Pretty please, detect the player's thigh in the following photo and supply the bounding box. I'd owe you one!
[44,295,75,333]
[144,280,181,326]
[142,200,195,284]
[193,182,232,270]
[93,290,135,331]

* _Aim of the exercise_:
Once you have read the entries, write them all out again exactly.

* _Answer for this exercise_:
Pretty please, detect the player's thigh in the following photo and supply the bounding box. I'd owe you one!
[44,295,75,333]
[144,280,181,326]
[142,200,195,284]
[193,182,232,270]
[93,290,135,331]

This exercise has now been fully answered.